**Selection**

━━━━━━━━

SPARC is a tokamak under development by Commonwealth Fusion Systems (CFS) in collaboration with the Massachusetts Institute of Technology (MIT) Plasma Science and Fusion Center (PSFC). Funding has come from Eni, Breakthrough Energy Ventures, Khosla Ventures, Temasek, Equinor, Devonshire Investors, and others.

SPARC plans to verify the technology and physics required to build a power plant based on the ARC fusion power plant concept. SPARC is designed to achieve this with margin in excess of  breakeven and may be capable of achieving up to 140 MW of fusion power for 10 second bursts despite its relatively compact size.

The project is on schedule for operation in 2025 after completing a magnet test in 2021.

History 
The SPARC project was announced in 2018 with a planned completion in 2025. In March 2021, CFS announced that it planned to build SPARC at its campus in Devens, Massachusetts.

In September 2021 the project successfully tested a prototype high-field coil, achieving a record for high-temperature superconducting magnets, with a field strength of 20 T at the temperature of 20 K.

━━━━━━━━

**Directions**
a: List every funder named in the text on SPARC.
b: Retype the part of the text on SPARC from "SPARC is a tokamak" to "relatively compact size.".
The rows that come after this text aren't needed for anything here.

**Information given**
━━━━━━━━

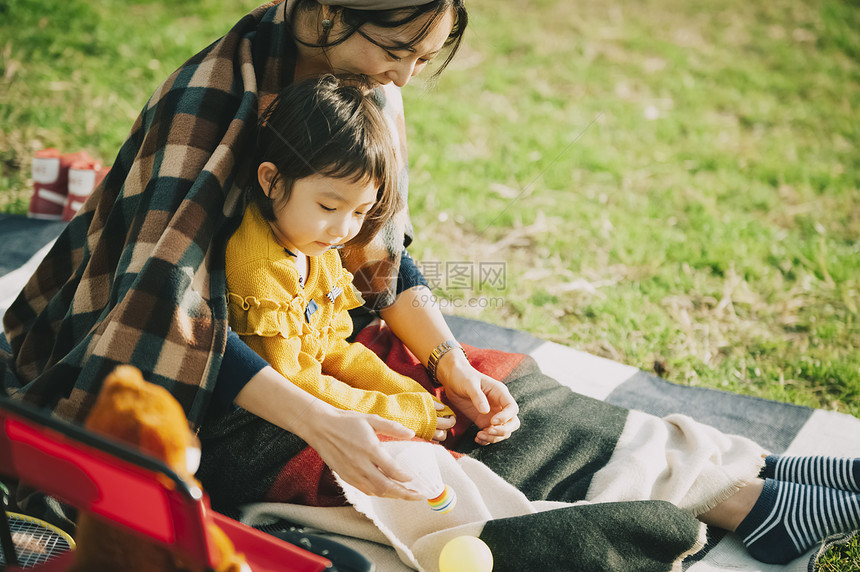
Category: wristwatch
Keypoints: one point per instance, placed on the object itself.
(436, 355)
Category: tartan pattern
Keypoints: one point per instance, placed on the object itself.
(137, 276)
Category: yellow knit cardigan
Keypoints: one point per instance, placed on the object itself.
(267, 307)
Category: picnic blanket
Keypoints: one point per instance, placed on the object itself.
(781, 428)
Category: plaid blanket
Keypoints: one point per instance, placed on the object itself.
(137, 277)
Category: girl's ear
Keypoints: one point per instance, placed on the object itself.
(266, 173)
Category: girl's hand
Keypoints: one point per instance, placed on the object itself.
(347, 442)
(443, 424)
(484, 400)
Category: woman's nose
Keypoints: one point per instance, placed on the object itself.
(402, 72)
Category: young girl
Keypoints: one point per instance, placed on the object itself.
(325, 176)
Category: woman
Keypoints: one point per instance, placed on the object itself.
(137, 278)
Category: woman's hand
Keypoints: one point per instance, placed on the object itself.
(484, 400)
(347, 442)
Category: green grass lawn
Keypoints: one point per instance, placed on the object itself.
(669, 184)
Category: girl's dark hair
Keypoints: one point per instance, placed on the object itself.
(333, 127)
(354, 21)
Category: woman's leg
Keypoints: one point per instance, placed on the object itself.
(246, 459)
(778, 521)
(833, 472)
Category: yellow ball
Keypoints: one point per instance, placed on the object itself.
(465, 554)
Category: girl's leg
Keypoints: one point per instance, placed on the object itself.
(778, 521)
(833, 472)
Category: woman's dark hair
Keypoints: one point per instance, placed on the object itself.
(333, 127)
(354, 20)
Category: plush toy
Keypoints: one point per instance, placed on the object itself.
(146, 416)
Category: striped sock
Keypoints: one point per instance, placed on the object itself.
(789, 518)
(833, 472)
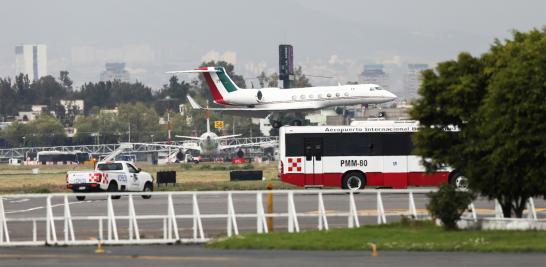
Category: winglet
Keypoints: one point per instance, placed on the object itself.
(193, 103)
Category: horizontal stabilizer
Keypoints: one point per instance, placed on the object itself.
(193, 103)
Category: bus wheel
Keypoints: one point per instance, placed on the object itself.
(113, 187)
(459, 181)
(353, 181)
(276, 124)
(148, 188)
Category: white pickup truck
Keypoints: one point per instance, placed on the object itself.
(114, 176)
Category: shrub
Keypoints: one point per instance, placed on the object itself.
(448, 204)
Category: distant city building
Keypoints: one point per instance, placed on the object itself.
(412, 80)
(76, 104)
(31, 60)
(375, 74)
(35, 111)
(115, 71)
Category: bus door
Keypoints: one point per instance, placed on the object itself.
(395, 171)
(313, 160)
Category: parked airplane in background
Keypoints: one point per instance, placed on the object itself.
(265, 101)
(209, 143)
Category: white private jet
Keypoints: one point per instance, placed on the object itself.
(209, 142)
(265, 101)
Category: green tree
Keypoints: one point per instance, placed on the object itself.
(8, 98)
(65, 79)
(99, 128)
(498, 102)
(448, 204)
(46, 130)
(300, 80)
(16, 134)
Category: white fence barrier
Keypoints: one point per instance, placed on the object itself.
(171, 230)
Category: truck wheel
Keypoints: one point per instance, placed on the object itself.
(113, 187)
(148, 187)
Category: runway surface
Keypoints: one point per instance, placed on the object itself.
(181, 255)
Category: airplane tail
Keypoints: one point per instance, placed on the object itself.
(220, 84)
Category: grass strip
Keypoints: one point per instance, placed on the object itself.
(415, 236)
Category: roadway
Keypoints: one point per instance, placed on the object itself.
(181, 255)
(394, 204)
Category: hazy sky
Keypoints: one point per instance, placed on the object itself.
(330, 37)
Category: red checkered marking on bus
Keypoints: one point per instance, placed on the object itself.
(294, 164)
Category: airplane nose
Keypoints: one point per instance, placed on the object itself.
(391, 96)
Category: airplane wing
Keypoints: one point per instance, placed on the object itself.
(260, 144)
(228, 136)
(246, 111)
(188, 137)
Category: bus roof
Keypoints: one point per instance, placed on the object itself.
(375, 126)
(362, 127)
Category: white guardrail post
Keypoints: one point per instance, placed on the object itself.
(353, 212)
(380, 210)
(323, 222)
(261, 222)
(231, 220)
(4, 233)
(498, 210)
(36, 221)
(68, 226)
(292, 215)
(51, 233)
(472, 209)
(173, 225)
(112, 226)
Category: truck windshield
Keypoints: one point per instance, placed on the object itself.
(110, 167)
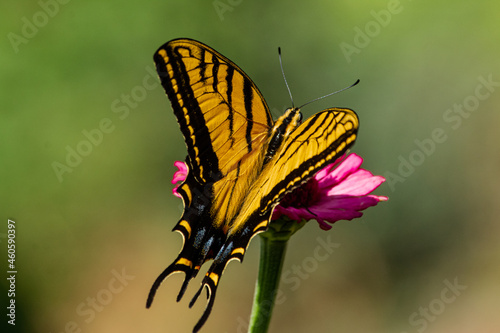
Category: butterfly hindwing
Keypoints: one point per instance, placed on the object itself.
(240, 163)
(319, 141)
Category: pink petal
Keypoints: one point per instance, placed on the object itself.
(181, 174)
(348, 166)
(361, 182)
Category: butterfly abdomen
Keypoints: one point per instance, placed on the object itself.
(281, 130)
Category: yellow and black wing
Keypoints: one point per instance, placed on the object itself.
(225, 123)
(319, 141)
(240, 163)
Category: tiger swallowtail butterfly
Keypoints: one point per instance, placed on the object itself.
(240, 162)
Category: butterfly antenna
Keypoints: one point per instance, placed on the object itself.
(333, 93)
(284, 78)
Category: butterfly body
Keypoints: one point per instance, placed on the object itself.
(240, 162)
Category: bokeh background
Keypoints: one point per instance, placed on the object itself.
(72, 68)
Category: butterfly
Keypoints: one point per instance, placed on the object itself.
(240, 162)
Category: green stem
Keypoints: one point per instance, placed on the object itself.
(272, 254)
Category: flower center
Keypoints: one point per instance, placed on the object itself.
(303, 196)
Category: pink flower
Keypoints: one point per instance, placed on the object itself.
(340, 191)
(179, 176)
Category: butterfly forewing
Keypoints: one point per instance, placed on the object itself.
(239, 165)
(221, 112)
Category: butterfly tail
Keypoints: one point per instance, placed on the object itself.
(179, 265)
(234, 248)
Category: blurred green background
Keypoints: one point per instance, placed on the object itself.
(429, 123)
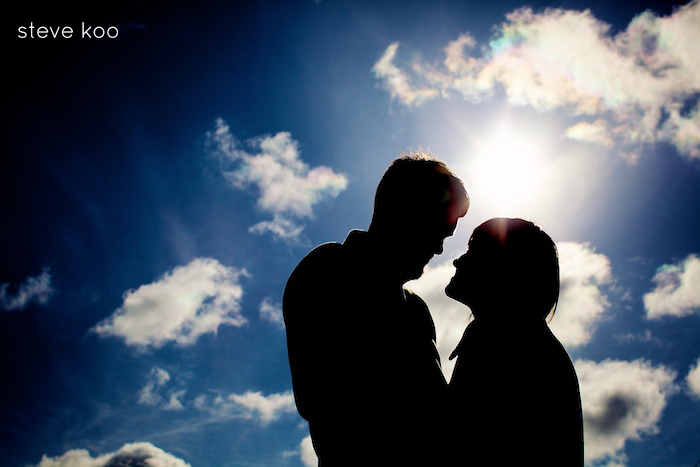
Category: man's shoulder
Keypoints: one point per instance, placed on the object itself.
(321, 256)
(420, 312)
(318, 265)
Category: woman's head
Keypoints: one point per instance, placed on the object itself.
(512, 267)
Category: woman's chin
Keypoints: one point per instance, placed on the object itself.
(452, 291)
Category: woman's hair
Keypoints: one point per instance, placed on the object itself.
(525, 262)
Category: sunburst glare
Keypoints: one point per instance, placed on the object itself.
(511, 163)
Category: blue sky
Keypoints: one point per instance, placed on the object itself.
(159, 188)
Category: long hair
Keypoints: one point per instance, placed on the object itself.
(525, 261)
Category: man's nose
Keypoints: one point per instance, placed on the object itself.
(439, 249)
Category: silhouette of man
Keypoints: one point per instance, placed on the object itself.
(365, 369)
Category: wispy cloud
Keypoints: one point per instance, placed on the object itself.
(252, 405)
(677, 291)
(153, 392)
(271, 311)
(182, 305)
(693, 379)
(583, 274)
(637, 86)
(622, 401)
(35, 289)
(129, 454)
(286, 186)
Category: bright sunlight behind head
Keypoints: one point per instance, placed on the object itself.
(510, 167)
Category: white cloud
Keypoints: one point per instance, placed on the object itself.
(174, 402)
(592, 132)
(582, 273)
(637, 83)
(264, 408)
(271, 311)
(280, 227)
(396, 81)
(693, 379)
(35, 289)
(251, 405)
(148, 395)
(153, 392)
(308, 455)
(179, 307)
(622, 401)
(677, 291)
(305, 451)
(129, 454)
(286, 186)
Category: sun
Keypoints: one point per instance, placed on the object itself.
(509, 169)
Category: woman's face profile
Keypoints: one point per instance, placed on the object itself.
(470, 283)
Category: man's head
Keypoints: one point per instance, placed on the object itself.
(416, 206)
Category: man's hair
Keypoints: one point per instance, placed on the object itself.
(418, 183)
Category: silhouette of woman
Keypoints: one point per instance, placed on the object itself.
(514, 389)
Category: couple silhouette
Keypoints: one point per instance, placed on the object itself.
(362, 349)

━━━━━━━━

**Solutions by task**
a: Eni, Breakthrough Energy Ventures, Khosla Ventures, Temasek, Equinor, Devonshire Investors

b:
SPARC is a tokamak under development by Commonwealth Fusion Systems (CFS) in collaboration with the Massachusetts Institute of Technology (MIT) Plasma Science and Fusion Center (PSFC). Funding has come from Eni, Breakthrough Energy Ventures, Khosla Ventures, Temasek, Equinor, Devonshire Investors, and others.

SPARC plans to verify the technology and physics required to build a power plant based on the ARC fusion power plant concept. SPARC is designed to achieve this with margin in excess of  breakeven and may be capable of achieving up to 140 MW of fusion power for 10 second bursts despite its relatively compact size.